This presentation contains non-U.S. GAAP financial measures within the meaning of Regulation G promulgated by the Securities and Exchange Commission. The Company uses certain non- U.S. GAAP financial measures that are included in this presentation and the additional financial information both in explaining its results to shareholders and the investment community and in its internal evaluation and management of its businesses. The Company's management believes that these non-U.S. GAAP financial measures and the information they provide are useful to investors since these measures (a) permit investors to view the Company's performance using the same tools that management uses to evaluate the Company's past performance, reportable business segments and prospects for future performance, (b) permit investors to compare the Company with its peers and (c) determine certain elements of management's incentive compensation. Specifically:

  • The Company's management believes that adjusted gross profit, adjusted selling, general and administrative ("SG&A") expenses, adjusted net income, and adjusted earnings per share, which are non-GAAP financial measures that exclude business transformation and other expenses for the integration of acquired businesses, the impact and results of businesses classified as assets held-for-sale and businesses divested, and one-time and other events such as impairment charges, share-based compensation, transaction and other costs related to acquisitions, amortization of intangible assets, net COVID-19 relief, non-service pension benefit, severance related costs related to corporate leadership changes and certain tax benefits from the acquisition of APi Group, Inc. (the "APi Acquisition") are useful because they provide investors with a meaningful perspective on the current underlying performance of the Company's core ongoing operations.

TASK DESCRIPTION
Under which regulation does the passage on non-GAAP financial measures say these measures fall? The listing after this passage is separate material, unrelated to it.

[Dataset entries]
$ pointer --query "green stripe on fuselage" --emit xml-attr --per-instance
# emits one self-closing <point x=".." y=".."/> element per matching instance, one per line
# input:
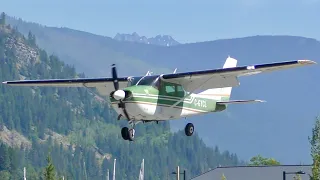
<point x="150" y="95"/>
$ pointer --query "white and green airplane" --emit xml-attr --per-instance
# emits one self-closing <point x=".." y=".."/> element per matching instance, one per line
<point x="154" y="98"/>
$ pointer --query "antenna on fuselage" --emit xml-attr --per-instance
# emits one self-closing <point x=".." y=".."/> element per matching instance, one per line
<point x="149" y="73"/>
<point x="175" y="70"/>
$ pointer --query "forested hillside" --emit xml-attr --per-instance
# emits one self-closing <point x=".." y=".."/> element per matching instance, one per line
<point x="78" y="128"/>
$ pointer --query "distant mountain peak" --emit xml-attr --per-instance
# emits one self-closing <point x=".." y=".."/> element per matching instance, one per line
<point x="161" y="40"/>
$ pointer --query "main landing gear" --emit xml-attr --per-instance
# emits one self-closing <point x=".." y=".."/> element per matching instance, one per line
<point x="189" y="129"/>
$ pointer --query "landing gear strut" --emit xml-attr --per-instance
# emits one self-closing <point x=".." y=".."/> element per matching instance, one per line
<point x="128" y="133"/>
<point x="189" y="129"/>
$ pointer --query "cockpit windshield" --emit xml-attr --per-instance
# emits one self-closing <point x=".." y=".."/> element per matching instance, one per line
<point x="146" y="80"/>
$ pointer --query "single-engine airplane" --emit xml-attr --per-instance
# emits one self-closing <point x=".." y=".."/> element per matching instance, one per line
<point x="154" y="98"/>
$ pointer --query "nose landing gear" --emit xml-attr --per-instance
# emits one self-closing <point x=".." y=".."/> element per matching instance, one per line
<point x="128" y="133"/>
<point x="189" y="129"/>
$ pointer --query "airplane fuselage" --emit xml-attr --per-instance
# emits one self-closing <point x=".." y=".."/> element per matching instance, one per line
<point x="153" y="104"/>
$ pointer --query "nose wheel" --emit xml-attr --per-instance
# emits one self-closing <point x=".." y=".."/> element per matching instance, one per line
<point x="128" y="133"/>
<point x="189" y="129"/>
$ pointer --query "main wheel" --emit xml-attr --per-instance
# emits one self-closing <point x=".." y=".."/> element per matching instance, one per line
<point x="131" y="134"/>
<point x="189" y="129"/>
<point x="125" y="133"/>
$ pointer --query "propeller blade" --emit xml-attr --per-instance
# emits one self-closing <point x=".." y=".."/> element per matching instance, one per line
<point x="124" y="110"/>
<point x="115" y="77"/>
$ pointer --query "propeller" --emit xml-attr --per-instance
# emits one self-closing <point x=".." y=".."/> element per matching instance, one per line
<point x="118" y="94"/>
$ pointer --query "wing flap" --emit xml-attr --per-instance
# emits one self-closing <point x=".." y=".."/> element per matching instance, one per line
<point x="227" y="77"/>
<point x="103" y="85"/>
<point x="240" y="101"/>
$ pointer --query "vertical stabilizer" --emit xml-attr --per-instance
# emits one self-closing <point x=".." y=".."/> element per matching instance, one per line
<point x="222" y="93"/>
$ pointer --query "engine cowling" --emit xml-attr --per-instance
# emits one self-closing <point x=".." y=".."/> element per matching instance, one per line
<point x="119" y="95"/>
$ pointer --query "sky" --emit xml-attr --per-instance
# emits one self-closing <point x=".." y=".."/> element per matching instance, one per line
<point x="186" y="21"/>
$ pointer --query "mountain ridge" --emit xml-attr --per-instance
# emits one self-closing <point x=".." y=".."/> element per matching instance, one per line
<point x="161" y="40"/>
<point x="80" y="132"/>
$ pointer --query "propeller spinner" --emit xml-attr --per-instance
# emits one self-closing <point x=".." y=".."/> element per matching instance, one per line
<point x="118" y="94"/>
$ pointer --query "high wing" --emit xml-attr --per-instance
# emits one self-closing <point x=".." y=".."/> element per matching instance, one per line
<point x="103" y="85"/>
<point x="226" y="77"/>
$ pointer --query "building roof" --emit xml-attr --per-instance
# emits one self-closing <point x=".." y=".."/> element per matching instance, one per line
<point x="255" y="172"/>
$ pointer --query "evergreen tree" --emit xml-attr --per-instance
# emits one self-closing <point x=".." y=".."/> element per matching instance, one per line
<point x="49" y="173"/>
<point x="3" y="19"/>
<point x="315" y="149"/>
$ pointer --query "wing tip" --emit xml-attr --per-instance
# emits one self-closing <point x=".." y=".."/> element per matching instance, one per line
<point x="306" y="62"/>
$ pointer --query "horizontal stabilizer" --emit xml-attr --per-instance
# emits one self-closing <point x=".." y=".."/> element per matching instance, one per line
<point x="239" y="101"/>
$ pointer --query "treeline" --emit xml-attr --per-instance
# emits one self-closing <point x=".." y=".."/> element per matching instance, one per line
<point x="88" y="128"/>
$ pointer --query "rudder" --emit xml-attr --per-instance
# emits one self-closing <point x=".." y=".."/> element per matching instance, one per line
<point x="225" y="92"/>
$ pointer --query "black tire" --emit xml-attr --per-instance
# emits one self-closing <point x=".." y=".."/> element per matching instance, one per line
<point x="125" y="133"/>
<point x="189" y="129"/>
<point x="130" y="135"/>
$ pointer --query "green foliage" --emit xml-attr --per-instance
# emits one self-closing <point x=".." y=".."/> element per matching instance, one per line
<point x="49" y="173"/>
<point x="223" y="177"/>
<point x="81" y="132"/>
<point x="297" y="177"/>
<point x="262" y="161"/>
<point x="3" y="19"/>
<point x="315" y="149"/>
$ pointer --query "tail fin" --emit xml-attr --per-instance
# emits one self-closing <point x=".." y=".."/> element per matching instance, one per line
<point x="225" y="92"/>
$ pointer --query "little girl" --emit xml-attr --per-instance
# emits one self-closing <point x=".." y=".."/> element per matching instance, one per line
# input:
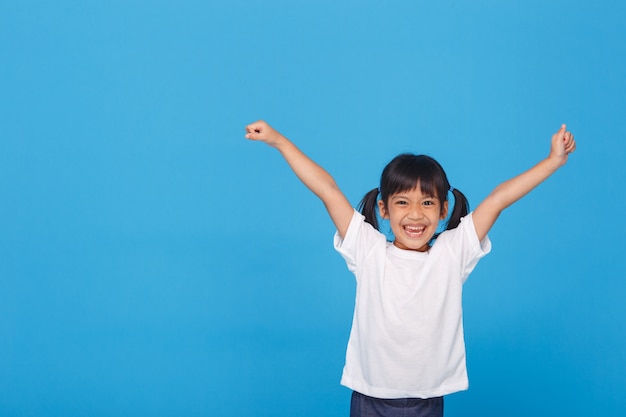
<point x="406" y="348"/>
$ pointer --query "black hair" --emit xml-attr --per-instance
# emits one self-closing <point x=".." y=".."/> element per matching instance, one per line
<point x="402" y="174"/>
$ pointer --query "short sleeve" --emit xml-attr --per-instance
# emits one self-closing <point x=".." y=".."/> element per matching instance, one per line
<point x="464" y="244"/>
<point x="360" y="239"/>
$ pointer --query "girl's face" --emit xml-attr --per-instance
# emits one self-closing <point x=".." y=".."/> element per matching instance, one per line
<point x="414" y="218"/>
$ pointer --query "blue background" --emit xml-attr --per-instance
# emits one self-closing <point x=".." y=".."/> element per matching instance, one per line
<point x="154" y="262"/>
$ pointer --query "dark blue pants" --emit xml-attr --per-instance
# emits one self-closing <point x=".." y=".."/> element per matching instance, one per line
<point x="364" y="406"/>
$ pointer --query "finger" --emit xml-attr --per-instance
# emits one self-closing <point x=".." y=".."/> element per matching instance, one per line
<point x="560" y="134"/>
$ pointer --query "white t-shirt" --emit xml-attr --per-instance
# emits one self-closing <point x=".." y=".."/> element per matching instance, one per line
<point x="407" y="331"/>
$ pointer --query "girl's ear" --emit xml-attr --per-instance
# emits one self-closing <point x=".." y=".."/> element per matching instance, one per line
<point x="382" y="210"/>
<point x="444" y="210"/>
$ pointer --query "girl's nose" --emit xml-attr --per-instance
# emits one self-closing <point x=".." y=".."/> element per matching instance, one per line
<point x="415" y="213"/>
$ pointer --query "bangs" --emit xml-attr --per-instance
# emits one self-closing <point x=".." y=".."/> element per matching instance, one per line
<point x="407" y="170"/>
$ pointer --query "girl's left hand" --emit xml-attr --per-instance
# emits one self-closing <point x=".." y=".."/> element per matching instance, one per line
<point x="563" y="144"/>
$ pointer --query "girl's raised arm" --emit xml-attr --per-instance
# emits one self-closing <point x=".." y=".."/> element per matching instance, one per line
<point x="312" y="175"/>
<point x="512" y="190"/>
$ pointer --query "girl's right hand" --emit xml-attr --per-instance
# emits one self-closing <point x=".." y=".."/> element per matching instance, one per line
<point x="563" y="144"/>
<point x="263" y="132"/>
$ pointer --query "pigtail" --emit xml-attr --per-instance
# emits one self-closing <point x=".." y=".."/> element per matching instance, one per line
<point x="368" y="206"/>
<point x="460" y="210"/>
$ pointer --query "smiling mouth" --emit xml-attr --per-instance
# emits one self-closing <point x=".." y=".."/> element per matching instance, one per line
<point x="414" y="231"/>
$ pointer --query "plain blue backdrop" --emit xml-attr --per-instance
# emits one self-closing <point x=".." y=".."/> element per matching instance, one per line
<point x="154" y="262"/>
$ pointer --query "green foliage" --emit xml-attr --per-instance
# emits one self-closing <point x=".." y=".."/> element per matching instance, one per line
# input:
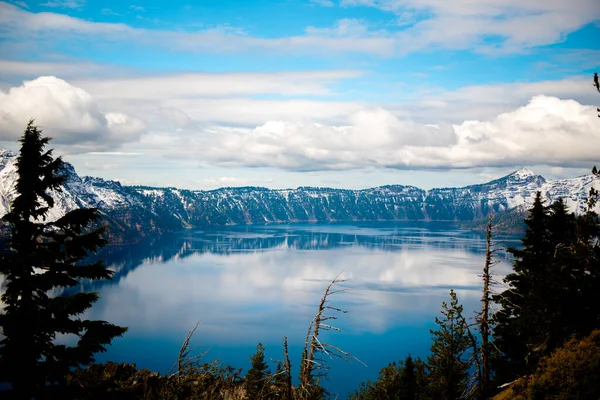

EXERCISE RESPONSE
Regulation G, promulgated by the Securities and Exchange Commission.